Texte:
▼

•  
  •  
  •  
  •  
  •  
  •  
  •  
  •  
  •  
  •  
  •  
  •  
  •  
  •  
  •  
  •  
  •  
  •  
  •  
  •  
  •  
  •  
  •  
  •  

Deux semaines en quarantaine confinées à l'hôtel

Contrairement à certains pays, le Canada n'oblige pas les voyageurs à s'isoler dans un hôtel pour effectuer leur quarantaine.

Une chambre d'hôtel.

La chambre d'hôtel dans laquelle Kristina et son mari ont habité pendant leur quarantaine de 14 jours.

Photo :  Offert par Kristina Jenei

Prenez note que cet article publié en 2021 pourrait contenir des informations qui ne sont plus à jour.

▲

Données fournies:

▼

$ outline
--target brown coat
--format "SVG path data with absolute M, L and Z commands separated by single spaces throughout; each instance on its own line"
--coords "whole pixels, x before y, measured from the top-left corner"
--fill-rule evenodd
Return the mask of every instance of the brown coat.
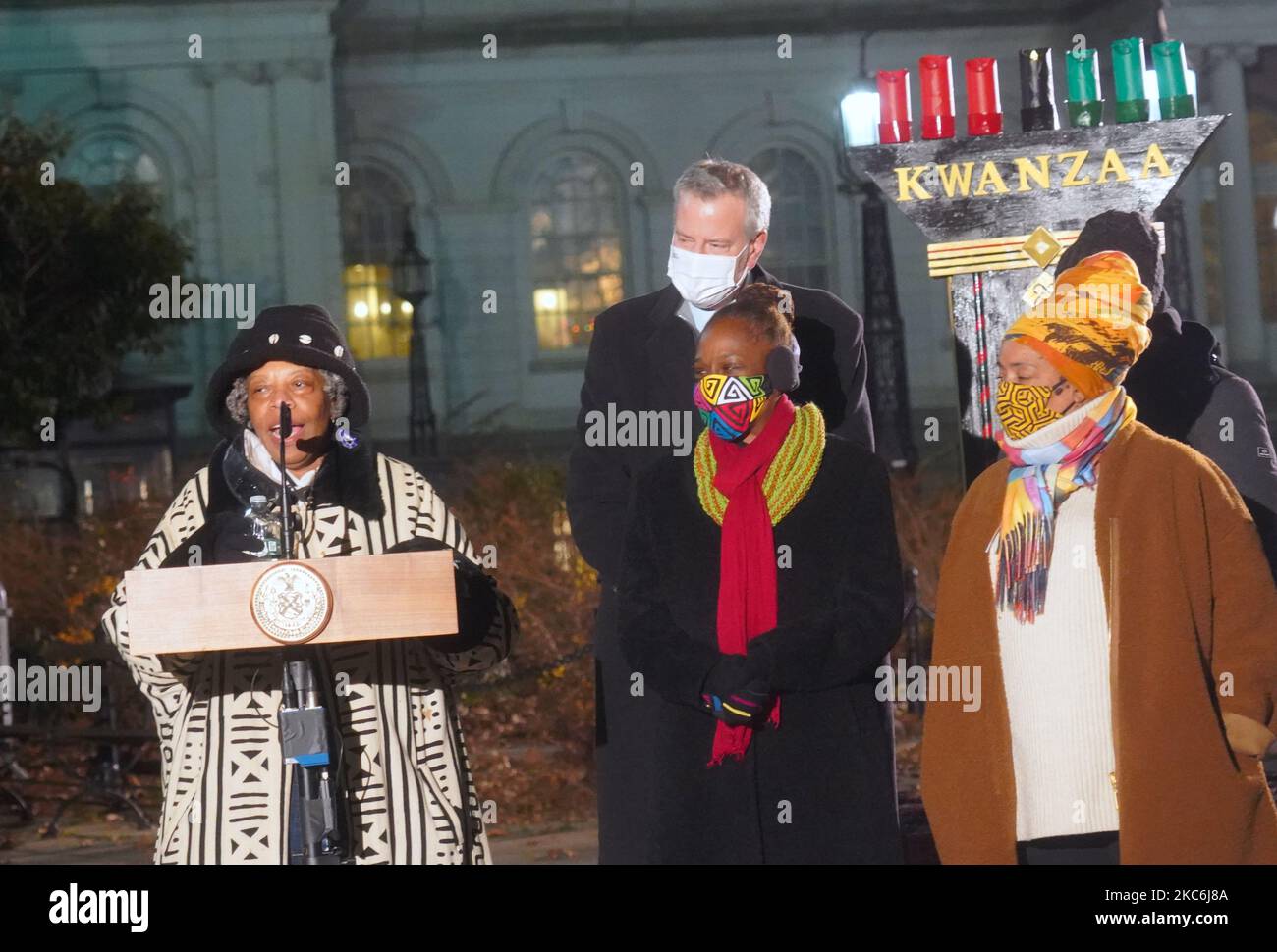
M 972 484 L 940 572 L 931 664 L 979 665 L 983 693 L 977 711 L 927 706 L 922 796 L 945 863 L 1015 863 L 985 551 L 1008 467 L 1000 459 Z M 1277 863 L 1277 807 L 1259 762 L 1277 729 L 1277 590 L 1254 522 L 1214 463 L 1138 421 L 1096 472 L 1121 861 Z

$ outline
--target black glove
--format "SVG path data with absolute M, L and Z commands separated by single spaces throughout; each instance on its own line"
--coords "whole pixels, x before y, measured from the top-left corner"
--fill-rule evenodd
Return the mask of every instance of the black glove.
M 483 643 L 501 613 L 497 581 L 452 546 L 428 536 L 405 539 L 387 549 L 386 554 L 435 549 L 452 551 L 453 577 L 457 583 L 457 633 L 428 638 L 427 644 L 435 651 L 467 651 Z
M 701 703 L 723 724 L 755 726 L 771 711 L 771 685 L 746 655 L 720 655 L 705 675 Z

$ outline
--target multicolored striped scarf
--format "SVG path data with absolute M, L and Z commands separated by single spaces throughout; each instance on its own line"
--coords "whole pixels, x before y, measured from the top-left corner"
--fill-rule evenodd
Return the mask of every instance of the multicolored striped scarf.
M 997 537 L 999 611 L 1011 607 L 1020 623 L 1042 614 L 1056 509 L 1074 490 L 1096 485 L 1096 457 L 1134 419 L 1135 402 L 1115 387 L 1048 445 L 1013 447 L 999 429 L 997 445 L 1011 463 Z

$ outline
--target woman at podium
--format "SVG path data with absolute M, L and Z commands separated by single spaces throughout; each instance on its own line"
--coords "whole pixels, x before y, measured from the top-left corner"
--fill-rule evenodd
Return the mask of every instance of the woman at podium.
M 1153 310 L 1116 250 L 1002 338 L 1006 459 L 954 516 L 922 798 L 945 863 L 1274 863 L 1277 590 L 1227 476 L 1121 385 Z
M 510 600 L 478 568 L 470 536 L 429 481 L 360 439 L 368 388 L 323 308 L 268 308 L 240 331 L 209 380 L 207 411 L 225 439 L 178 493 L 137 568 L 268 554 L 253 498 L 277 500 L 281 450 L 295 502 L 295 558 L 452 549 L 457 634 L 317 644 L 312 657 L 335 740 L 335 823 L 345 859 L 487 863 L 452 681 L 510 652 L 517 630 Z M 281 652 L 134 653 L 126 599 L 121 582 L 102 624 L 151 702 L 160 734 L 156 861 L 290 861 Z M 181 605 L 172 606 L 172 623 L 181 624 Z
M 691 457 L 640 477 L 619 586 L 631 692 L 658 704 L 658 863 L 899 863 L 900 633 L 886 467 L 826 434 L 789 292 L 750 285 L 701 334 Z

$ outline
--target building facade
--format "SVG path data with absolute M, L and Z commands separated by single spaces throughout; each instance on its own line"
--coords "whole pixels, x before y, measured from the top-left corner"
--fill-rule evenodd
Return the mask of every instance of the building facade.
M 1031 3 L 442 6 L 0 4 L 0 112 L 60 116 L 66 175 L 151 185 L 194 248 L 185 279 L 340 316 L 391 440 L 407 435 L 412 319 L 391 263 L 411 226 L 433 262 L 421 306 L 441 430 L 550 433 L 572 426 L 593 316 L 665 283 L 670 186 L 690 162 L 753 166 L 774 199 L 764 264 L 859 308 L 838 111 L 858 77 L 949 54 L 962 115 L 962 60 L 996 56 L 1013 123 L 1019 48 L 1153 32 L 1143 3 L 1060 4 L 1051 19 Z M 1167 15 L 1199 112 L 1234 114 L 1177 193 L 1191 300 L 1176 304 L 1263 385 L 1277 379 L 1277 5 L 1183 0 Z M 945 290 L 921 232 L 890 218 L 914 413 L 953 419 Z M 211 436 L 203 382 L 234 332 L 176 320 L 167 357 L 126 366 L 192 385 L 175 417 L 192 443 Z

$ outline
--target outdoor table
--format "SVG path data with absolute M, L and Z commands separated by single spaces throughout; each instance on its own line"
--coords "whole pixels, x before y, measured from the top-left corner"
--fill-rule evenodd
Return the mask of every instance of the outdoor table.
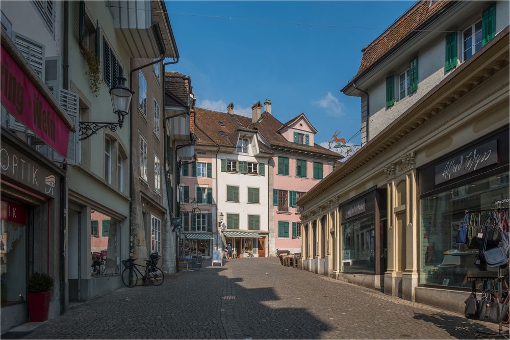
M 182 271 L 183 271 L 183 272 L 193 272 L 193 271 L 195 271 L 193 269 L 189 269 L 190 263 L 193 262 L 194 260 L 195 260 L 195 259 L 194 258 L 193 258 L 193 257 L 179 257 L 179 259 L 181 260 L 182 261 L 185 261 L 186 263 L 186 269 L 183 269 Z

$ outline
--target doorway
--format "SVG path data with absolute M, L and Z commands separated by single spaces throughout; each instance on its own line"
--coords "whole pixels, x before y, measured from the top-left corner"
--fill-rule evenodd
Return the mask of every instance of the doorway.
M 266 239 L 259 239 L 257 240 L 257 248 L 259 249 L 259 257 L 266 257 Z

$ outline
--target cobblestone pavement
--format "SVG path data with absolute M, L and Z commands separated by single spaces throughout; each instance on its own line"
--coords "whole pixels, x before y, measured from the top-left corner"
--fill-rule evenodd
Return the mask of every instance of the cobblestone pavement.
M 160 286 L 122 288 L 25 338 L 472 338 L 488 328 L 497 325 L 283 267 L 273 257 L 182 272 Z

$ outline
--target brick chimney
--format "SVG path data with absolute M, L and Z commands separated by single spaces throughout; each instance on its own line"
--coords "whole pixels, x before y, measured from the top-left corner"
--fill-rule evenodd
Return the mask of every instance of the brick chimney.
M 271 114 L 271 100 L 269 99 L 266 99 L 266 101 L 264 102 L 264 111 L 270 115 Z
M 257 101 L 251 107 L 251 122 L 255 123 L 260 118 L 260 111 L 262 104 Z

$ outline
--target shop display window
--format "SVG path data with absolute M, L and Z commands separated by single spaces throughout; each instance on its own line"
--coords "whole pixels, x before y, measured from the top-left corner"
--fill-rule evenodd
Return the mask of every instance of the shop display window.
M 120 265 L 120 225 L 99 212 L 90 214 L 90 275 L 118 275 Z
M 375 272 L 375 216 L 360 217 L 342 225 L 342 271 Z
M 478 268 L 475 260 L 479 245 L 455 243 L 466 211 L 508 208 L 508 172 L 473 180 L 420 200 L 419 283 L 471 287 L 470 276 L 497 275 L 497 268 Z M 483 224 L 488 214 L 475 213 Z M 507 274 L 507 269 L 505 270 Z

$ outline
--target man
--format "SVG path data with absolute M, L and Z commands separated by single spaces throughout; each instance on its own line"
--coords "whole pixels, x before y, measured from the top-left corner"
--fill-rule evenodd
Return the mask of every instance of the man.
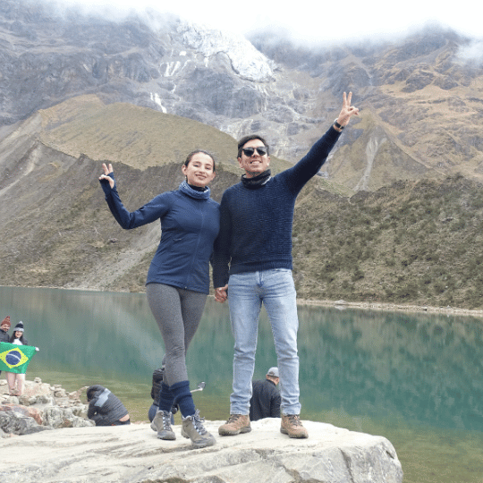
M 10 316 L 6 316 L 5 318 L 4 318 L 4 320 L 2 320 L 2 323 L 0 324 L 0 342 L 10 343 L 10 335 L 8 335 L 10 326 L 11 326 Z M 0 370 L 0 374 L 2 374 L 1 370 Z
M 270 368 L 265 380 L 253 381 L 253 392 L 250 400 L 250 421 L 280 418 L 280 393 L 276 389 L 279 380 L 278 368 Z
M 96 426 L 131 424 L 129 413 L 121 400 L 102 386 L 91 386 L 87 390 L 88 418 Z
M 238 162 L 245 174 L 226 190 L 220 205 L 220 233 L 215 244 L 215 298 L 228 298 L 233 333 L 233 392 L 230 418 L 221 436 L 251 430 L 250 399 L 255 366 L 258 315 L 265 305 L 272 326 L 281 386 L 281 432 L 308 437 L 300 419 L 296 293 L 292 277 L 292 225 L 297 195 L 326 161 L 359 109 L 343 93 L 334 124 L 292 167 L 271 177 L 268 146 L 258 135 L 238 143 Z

▲
▼

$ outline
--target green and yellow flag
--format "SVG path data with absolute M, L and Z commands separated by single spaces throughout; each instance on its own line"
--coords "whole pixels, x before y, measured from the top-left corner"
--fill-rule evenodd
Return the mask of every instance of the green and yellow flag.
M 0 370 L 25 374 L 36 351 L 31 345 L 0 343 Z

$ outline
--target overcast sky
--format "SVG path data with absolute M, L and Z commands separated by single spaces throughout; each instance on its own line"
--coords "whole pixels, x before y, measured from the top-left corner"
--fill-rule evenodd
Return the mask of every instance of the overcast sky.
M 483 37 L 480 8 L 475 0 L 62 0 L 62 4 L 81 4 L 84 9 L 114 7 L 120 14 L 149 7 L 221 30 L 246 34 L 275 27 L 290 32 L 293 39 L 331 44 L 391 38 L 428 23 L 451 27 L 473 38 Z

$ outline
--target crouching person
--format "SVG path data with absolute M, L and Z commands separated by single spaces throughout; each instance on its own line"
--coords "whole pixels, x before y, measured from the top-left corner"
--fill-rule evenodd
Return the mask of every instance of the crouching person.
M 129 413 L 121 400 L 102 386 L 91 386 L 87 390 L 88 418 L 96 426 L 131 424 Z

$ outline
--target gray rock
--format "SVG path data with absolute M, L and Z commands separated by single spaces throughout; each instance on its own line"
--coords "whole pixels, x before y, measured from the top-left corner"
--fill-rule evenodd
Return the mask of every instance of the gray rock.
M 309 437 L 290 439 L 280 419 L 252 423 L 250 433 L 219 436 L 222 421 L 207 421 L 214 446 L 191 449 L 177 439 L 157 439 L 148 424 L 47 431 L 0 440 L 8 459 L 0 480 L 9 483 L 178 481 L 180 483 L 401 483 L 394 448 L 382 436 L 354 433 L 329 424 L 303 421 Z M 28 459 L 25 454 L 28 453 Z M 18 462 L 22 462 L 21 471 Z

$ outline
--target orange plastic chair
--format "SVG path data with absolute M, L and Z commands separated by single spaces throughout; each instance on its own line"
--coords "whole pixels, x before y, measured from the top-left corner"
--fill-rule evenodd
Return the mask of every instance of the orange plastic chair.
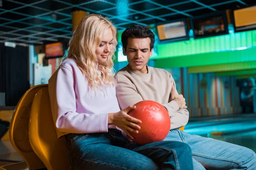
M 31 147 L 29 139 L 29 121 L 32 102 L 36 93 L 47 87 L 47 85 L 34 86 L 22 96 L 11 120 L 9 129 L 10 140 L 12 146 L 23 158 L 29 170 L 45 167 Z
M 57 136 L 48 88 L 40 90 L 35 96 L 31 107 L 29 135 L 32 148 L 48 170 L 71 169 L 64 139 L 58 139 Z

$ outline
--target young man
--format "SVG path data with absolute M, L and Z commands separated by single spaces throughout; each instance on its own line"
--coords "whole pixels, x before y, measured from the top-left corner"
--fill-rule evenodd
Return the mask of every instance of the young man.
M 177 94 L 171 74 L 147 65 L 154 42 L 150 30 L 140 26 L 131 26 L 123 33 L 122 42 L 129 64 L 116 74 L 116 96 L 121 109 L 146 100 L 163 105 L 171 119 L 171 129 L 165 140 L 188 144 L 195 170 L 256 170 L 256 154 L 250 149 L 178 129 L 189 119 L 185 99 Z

▲
▼

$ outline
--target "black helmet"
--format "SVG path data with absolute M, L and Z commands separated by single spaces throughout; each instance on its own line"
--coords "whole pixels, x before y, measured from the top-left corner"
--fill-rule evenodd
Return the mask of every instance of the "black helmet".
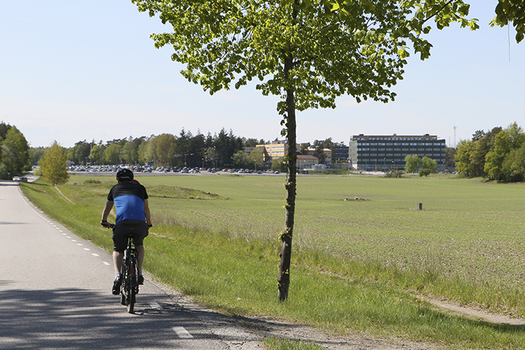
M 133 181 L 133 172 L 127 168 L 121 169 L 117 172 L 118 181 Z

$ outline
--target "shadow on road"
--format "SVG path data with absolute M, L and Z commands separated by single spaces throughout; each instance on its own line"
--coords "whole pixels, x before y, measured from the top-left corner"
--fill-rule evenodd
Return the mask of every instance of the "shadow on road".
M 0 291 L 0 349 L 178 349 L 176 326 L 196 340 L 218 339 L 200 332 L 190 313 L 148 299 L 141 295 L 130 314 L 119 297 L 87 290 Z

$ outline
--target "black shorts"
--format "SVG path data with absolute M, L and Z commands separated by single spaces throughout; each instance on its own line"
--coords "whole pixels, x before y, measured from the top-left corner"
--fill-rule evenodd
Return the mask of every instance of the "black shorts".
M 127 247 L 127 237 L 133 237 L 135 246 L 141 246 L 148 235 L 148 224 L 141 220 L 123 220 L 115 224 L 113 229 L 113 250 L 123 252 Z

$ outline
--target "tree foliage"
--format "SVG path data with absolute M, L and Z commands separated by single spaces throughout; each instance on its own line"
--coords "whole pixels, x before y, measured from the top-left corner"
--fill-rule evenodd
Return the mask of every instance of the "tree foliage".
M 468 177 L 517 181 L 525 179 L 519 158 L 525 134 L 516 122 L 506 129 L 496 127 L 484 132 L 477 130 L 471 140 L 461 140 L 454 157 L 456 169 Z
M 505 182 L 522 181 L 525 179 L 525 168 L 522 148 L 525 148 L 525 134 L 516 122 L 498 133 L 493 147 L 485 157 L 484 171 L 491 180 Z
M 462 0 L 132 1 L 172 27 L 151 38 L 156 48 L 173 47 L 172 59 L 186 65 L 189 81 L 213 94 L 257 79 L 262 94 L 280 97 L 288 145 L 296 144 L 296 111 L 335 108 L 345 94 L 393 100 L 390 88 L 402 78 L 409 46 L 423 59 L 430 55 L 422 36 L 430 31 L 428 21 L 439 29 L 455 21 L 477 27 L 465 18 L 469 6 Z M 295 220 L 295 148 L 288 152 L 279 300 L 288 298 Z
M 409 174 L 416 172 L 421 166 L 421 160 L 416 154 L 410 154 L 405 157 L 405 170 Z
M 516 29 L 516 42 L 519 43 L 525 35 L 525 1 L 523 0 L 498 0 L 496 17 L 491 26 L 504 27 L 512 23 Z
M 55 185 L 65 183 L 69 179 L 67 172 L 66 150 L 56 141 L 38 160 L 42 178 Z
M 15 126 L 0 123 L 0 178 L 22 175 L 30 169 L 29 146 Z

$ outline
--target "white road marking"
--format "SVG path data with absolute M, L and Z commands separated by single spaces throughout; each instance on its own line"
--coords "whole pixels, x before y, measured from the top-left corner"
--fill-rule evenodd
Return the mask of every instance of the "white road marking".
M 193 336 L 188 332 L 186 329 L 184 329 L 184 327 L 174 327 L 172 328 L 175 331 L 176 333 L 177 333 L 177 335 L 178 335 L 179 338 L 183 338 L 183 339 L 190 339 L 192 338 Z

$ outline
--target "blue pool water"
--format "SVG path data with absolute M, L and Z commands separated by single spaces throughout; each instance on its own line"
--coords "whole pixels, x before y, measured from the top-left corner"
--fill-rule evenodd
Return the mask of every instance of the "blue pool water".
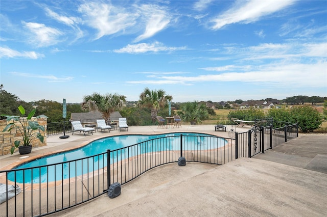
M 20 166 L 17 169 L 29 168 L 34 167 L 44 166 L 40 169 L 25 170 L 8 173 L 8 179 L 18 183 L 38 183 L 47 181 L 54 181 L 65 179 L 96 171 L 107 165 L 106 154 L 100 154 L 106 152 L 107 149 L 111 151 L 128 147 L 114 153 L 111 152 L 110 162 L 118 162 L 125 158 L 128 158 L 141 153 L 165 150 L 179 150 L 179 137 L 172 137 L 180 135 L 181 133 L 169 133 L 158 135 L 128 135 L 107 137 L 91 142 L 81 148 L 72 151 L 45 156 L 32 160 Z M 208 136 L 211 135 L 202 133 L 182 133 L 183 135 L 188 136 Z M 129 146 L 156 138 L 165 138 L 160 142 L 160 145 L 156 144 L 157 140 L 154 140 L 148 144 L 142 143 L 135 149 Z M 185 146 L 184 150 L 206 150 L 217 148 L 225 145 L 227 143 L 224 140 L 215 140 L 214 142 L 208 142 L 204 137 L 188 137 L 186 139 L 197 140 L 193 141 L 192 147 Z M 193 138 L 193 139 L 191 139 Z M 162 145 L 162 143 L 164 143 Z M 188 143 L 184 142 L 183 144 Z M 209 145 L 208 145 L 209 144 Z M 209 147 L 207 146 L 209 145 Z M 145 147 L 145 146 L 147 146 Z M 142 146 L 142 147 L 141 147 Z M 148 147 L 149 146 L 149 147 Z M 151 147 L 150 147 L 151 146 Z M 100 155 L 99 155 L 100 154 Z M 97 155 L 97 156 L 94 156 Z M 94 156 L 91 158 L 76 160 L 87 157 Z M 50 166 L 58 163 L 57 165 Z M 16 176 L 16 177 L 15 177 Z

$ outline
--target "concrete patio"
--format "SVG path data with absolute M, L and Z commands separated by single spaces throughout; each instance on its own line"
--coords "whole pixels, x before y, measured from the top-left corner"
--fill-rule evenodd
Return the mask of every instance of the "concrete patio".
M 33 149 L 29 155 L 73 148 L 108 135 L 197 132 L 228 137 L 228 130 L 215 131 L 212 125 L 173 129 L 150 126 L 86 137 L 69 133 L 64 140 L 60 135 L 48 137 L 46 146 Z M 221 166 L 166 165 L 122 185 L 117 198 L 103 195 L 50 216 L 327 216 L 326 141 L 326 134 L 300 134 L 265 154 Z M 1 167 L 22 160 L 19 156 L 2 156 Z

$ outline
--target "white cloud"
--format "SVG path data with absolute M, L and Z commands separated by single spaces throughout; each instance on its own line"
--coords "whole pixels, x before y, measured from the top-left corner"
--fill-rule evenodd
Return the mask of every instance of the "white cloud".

▲

Consignes de l'exercice:
1. Veuillez mettre à jour le passage du texte sur la quarantaine à l'hôtel qui va de « La chambre d'hôtel » jusqu'à « plus à jour. » inclus, en le reproduisant avec « frère » à la place de « mari ».
2. D'après le texte sur la quarantaine à l'hôtel, dites si chacune des affirmations suivantes est exacte, en citant les mots qui le prouvent.
(a) Le Canada oblige les voyageurs à faire leur quarantaine dans un hôtel.
(b) La quarantaine de Kristina et de son mari a duré 14 jours.
(c) L'article a été publié en 2021.

Corrigé de l'exercice:
1.
La chambre d'hôtel dans laquelle Kristina et son frère ont habité pendant leur quarantaine de 14 jours.

Photo :  Offert par Kristina Jenei

Prenez note que cet article publié en 2021 pourrait contenir des informations qui ne sont plus à jour.

2.
(a) Non : « le Canada n'oblige pas les voyageurs à s'isoler dans un hôtel pour effectuer leur quarantaine ».
(b) Oui : « pendant leur quarantaine de 14 jours ».
(c) Oui : « cet article publié en 2021 ».